§ **Textabschnitt**:
-*-
Sollten wir absteigen und Gisdol seiner Linie weiter treu bleiben (können), dann haben wir die Riesenmöglichkeit, durch ein etwas anderes Sabbatical, also ein Demutsjahr in Liga 2, Reputation in Fußball-Deutschland zu gewinnen. Selbst wenn es zwei würden, langfristig wäre das gewiss nicht von Nachteil.

Na ja, wirtschaftlich schon, aber das Geld, das dem Verein durch die Mindereinnahmen durch die TV-Gelder entgeht, lässt sich durch einen dann gewiss verjüngten, verschlankten und verbilligten Kader gewiss zum Gutteil kompensieren.

Und in der nächsten Saison gibt es ja ungeachtet der Ligazugehörigkeit immer noch die Schnelltrasse nach Europa: DFB-Pokal.
-*-
§ **Angezeigte Daten**:
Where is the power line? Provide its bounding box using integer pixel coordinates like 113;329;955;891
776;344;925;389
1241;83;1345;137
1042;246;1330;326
-*-
§ **Aufgaben**:
**A.** Übersetze aus dem Textabschnitt über einen möglichen Abstieg diesen Satz ins Englische: „Und in der nächsten Saison gibt es ja ungeachtet der Ligazugehörigkeit immer noch die Schnelltrasse nach Europa: DFB-Pokal.“
**B.** Gib einen Teil des Textabschnitts über einen möglichen Abstieg wortgetreu aus. Beginne bei den Worten "Na ja, wirtschaftlich" und höre nach den Worten "nach Europa: DFB-Pokal." auf.
**C.** Beantworte diese Fragen zum Textabschnitt über einen möglichen Abstieg:
(i) Wie wird ein Jahr in Liga 2 dort bezeichnet?
(ii) Wodurch ließe sich das Geld, das dem Verein durch geringere TV-Gelder entgeht, zum Gutteil ausgleichen?
(iii) Welcher Wettbewerb wird als Schnelltrasse nach Europa genannt?
Die Auflistung spielt für die Bearbeitung keine Rolle.

§ **Lösungen**:
**A.** And next season, regardless of league membership, there is still the fast track to Europe: the DFB-Pokal.

**B.**
Na ja, wirtschaftlich schon, aber das Geld, das dem Verein durch die Mindereinnahmen durch die TV-Gelder entgeht, lässt sich durch einen dann gewiss verjüngten, verschlankten und verbilligten Kader gewiss zum Gutteil kompensieren.

Und in der nächsten Saison gibt es ja ungeachtet der Ligazugehörigkeit immer noch die Schnelltrasse nach Europa: DFB-Pokal.

**C.**
(i) Als Demutsjahr, ein etwas anderes Sabbatical.
(ii) Durch einen verjüngten, verschlankten und verbilligten Kader.
(iii) Der DFB-Pokal.